__Extracted data__.

==================================================

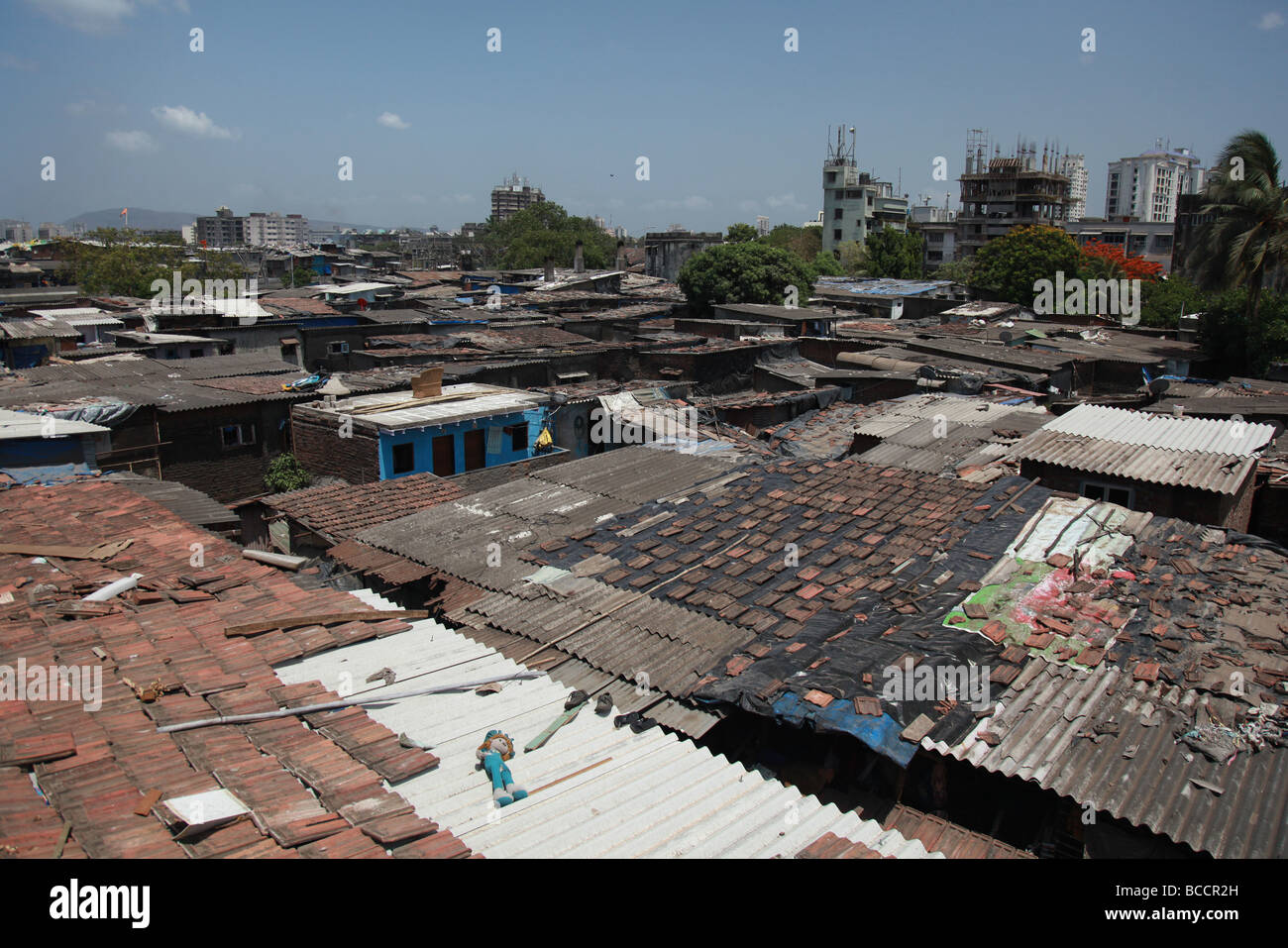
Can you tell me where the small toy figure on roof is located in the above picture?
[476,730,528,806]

==================================================

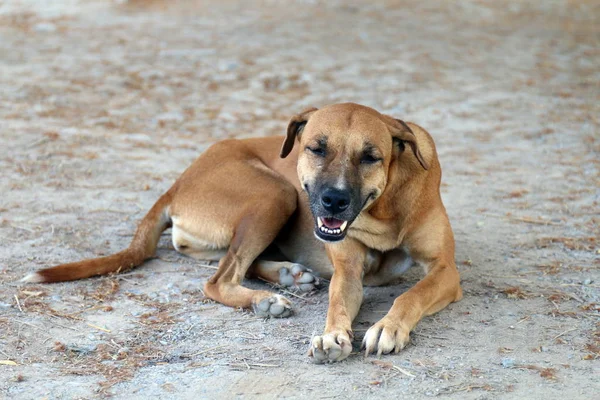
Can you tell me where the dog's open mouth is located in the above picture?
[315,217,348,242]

==================================================

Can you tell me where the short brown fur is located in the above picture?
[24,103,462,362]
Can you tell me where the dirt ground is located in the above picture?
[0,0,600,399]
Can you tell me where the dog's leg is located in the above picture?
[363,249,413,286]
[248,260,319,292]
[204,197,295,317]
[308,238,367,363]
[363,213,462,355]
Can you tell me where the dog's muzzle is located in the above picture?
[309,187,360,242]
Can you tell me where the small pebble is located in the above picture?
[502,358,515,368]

==================================================

__Work to do__. Reproduce verbatim the entries opening with the line containing "Can you tell me where the small toy" and closing with the line containing "[476,730,528,806]", both lines included.

__Full response__.
Can you tell me where the small toy figure on roof is located in the above picture?
[476,730,528,806]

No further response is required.